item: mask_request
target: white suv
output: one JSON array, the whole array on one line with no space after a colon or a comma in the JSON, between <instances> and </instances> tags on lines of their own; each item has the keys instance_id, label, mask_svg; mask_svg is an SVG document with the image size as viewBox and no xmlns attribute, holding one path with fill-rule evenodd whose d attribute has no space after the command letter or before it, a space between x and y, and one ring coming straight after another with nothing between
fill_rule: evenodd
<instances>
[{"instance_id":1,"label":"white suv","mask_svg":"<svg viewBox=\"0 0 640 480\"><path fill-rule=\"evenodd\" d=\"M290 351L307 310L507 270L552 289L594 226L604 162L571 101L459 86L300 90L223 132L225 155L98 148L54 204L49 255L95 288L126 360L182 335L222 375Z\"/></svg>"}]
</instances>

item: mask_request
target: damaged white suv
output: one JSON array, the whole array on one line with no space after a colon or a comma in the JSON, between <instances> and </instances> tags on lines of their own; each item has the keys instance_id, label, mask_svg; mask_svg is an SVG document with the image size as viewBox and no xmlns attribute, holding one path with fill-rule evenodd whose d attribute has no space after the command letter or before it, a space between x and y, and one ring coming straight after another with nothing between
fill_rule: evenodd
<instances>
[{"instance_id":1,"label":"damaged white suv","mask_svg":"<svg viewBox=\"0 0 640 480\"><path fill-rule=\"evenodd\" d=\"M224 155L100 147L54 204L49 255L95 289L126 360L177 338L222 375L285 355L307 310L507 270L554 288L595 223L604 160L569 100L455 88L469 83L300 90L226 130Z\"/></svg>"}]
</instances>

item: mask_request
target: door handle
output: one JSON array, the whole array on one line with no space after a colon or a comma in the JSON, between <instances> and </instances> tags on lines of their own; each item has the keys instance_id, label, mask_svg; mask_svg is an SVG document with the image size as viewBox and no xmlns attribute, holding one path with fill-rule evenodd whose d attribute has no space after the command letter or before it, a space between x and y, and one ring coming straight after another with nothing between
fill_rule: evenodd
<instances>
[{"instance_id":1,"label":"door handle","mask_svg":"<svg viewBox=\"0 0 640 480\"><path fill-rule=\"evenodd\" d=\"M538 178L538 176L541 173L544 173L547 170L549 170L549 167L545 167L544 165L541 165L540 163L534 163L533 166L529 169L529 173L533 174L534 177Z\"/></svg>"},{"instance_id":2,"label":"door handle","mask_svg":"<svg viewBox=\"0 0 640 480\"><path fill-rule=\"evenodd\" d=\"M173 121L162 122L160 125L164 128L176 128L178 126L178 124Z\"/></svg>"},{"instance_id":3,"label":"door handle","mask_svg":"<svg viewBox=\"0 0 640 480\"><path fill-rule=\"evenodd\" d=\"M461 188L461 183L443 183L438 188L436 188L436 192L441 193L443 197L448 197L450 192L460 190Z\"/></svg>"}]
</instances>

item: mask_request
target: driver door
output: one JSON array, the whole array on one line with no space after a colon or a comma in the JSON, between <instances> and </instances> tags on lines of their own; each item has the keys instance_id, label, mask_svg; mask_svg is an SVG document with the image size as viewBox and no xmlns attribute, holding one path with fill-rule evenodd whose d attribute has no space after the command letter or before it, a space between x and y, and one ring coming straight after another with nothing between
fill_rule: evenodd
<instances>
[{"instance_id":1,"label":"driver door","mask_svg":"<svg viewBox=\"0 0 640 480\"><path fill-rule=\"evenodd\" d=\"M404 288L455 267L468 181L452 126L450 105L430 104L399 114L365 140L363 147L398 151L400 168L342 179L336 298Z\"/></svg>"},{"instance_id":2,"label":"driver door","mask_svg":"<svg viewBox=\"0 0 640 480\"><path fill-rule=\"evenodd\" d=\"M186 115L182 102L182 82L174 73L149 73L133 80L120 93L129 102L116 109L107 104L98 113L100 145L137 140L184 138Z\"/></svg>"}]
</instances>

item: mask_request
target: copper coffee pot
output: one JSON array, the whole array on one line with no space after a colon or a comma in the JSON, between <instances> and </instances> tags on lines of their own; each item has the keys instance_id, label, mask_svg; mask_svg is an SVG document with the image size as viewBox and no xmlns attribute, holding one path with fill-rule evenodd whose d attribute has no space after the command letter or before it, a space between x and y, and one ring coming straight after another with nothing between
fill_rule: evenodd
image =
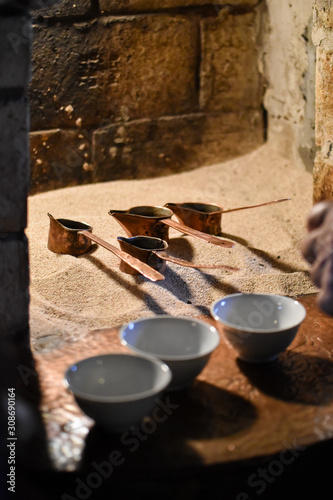
<instances>
[{"instance_id":1,"label":"copper coffee pot","mask_svg":"<svg viewBox=\"0 0 333 500\"><path fill-rule=\"evenodd\" d=\"M247 210L249 208L264 207L274 203L281 203L288 201L289 198L281 200L267 201L259 205L250 205L246 207L231 208L223 210L220 205L213 205L210 203L166 203L165 207L173 211L176 217L182 224L202 231L207 234L221 234L222 232L222 214L230 212L237 212L238 210Z\"/></svg>"},{"instance_id":2,"label":"copper coffee pot","mask_svg":"<svg viewBox=\"0 0 333 500\"><path fill-rule=\"evenodd\" d=\"M120 248L133 255L137 259L149 264L161 273L165 271L166 263L172 262L179 266L191 267L193 269L222 269L224 271L239 271L237 267L224 264L195 264L184 259L173 257L167 253L168 243L160 238L152 236L132 236L124 238L118 236ZM124 261L120 262L120 270L128 274L137 274L135 269L129 267Z\"/></svg>"},{"instance_id":3,"label":"copper coffee pot","mask_svg":"<svg viewBox=\"0 0 333 500\"><path fill-rule=\"evenodd\" d=\"M126 262L126 265L136 270L136 274L140 273L152 281L164 280L163 274L156 269L93 235L89 224L70 219L55 219L51 214L47 215L50 218L47 247L51 252L82 255L89 251L93 241L115 254L122 262Z\"/></svg>"},{"instance_id":4,"label":"copper coffee pot","mask_svg":"<svg viewBox=\"0 0 333 500\"><path fill-rule=\"evenodd\" d=\"M172 227L220 247L232 248L234 246L231 241L222 240L172 220L173 212L166 207L138 206L129 210L110 210L109 215L119 222L128 236L144 235L168 241L169 227Z\"/></svg>"}]
</instances>

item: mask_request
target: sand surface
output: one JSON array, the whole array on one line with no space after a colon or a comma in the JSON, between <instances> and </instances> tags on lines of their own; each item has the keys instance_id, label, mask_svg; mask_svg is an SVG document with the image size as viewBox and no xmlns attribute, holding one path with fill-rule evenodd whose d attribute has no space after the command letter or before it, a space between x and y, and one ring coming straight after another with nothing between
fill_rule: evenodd
<instances>
[{"instance_id":1,"label":"sand surface","mask_svg":"<svg viewBox=\"0 0 333 500\"><path fill-rule=\"evenodd\" d=\"M49 218L93 226L118 246L124 230L110 209L167 202L209 202L225 209L279 198L290 201L222 216L223 249L170 229L170 254L195 263L223 263L238 272L195 270L167 264L165 280L153 283L119 270L119 259L102 247L78 258L47 249ZM218 298L236 292L297 297L316 291L299 244L312 206L312 175L272 153L268 145L240 158L191 172L148 180L70 187L28 200L31 306L37 351L73 342L89 331L120 326L155 314L209 315ZM177 220L175 218L175 220Z\"/></svg>"}]
</instances>

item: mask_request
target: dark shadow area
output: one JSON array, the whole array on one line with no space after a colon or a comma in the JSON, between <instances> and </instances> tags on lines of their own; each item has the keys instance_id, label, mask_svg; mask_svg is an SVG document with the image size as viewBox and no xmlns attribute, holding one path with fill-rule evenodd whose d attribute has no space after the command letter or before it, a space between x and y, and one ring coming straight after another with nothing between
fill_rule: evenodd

### [PROBLEM STATEMENT]
Your answer should be exactly the lines of the material above, starting at the one that holds "target: dark shadow area" and ending with the last.

### [RESPONSE BOX]
target: dark shadow area
output: one JSON array, the whole array on one line with no space after a colon or a comma in the JSON, between <instances> and </instances> tags on lines of their own; each item has the keys instance_id, label, mask_svg; mask_svg is an SVG document with the image size as viewBox and no xmlns attribute, holding one path with fill-rule evenodd whose d attribute has no space after the command letter or before it, a space between x and y, and one ring coming straight after another with nothing between
fill_rule: evenodd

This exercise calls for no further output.